# TASK GOAL
In the records below, take the lines starting at the one containing "the photo below?" and ending at the one containing "column 581, row 191", and write them out again with "sign post" swapped for "street sign" and nothing else changed.

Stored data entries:
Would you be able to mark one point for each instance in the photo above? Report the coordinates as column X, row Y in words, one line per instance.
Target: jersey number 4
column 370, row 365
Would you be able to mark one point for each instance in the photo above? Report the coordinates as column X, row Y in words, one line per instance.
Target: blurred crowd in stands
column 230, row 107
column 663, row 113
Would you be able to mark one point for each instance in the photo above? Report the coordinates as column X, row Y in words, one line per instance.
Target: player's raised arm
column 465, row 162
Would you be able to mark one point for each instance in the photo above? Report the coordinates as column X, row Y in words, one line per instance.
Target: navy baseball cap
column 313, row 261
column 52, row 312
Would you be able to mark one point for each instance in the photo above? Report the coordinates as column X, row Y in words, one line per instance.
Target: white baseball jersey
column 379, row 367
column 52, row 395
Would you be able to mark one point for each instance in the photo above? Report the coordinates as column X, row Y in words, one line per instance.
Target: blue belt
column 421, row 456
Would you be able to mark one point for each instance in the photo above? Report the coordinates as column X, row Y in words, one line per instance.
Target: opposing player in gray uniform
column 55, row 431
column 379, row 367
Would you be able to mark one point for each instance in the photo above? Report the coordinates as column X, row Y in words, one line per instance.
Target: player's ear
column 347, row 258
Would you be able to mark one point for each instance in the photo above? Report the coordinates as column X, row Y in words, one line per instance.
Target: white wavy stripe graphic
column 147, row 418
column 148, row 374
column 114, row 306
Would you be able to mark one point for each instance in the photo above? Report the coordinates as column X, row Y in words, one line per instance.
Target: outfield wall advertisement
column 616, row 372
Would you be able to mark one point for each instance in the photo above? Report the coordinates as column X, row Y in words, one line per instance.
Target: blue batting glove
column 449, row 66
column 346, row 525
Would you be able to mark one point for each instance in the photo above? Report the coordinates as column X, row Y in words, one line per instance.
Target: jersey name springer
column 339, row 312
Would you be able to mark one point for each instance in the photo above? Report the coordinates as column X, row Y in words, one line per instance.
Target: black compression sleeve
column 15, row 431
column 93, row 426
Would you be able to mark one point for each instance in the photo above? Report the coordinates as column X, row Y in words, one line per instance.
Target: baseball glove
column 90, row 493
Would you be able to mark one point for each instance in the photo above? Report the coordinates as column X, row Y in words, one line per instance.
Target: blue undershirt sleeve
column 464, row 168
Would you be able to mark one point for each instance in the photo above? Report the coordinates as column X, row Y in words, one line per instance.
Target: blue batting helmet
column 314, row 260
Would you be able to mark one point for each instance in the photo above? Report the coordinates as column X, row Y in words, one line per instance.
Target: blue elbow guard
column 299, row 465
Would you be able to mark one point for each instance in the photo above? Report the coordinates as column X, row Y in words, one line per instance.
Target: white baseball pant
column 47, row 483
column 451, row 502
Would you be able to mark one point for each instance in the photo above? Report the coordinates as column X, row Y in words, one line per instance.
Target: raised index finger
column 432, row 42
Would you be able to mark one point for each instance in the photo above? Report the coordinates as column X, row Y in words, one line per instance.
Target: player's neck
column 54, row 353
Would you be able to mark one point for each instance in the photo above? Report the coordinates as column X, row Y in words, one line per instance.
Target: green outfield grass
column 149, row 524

==

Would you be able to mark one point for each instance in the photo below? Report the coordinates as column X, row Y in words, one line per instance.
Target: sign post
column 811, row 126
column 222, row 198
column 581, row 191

---

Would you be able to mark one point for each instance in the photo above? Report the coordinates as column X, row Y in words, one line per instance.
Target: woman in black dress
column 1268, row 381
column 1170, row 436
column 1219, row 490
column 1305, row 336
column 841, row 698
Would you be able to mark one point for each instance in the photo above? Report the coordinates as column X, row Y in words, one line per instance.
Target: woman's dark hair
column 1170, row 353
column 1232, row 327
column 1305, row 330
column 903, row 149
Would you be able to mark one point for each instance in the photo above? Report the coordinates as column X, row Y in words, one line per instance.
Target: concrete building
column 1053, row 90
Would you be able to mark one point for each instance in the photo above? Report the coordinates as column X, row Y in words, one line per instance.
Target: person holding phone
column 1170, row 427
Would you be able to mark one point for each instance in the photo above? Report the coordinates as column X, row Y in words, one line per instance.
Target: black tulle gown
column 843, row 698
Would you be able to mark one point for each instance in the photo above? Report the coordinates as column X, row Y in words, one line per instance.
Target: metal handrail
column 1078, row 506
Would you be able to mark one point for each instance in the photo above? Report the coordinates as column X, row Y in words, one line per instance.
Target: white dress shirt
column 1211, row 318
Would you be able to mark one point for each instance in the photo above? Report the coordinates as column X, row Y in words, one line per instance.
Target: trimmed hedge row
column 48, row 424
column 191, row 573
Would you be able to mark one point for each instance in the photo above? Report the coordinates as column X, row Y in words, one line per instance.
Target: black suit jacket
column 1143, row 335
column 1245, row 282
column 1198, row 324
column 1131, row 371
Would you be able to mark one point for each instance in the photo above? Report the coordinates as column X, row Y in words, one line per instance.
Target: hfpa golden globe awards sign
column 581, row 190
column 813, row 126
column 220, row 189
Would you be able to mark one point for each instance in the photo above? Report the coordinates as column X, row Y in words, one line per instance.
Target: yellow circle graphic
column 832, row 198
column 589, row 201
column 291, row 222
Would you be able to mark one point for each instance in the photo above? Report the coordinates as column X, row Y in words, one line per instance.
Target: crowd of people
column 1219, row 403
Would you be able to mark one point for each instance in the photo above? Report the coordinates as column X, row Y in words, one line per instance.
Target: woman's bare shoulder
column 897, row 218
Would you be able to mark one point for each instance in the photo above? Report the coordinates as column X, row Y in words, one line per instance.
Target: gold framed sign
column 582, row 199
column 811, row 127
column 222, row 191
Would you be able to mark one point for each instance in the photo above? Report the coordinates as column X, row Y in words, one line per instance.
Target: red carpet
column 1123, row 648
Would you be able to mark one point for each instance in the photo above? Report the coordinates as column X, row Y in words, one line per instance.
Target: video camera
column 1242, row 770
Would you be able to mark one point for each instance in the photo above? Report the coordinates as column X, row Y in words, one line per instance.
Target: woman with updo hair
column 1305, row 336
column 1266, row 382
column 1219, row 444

# THE ANSWER
Would you be able to mark one point for each instance in the photo below? Report the coordinates as column X, row Y in words, one line per instance.
Target: street sign
column 811, row 126
column 222, row 198
column 581, row 191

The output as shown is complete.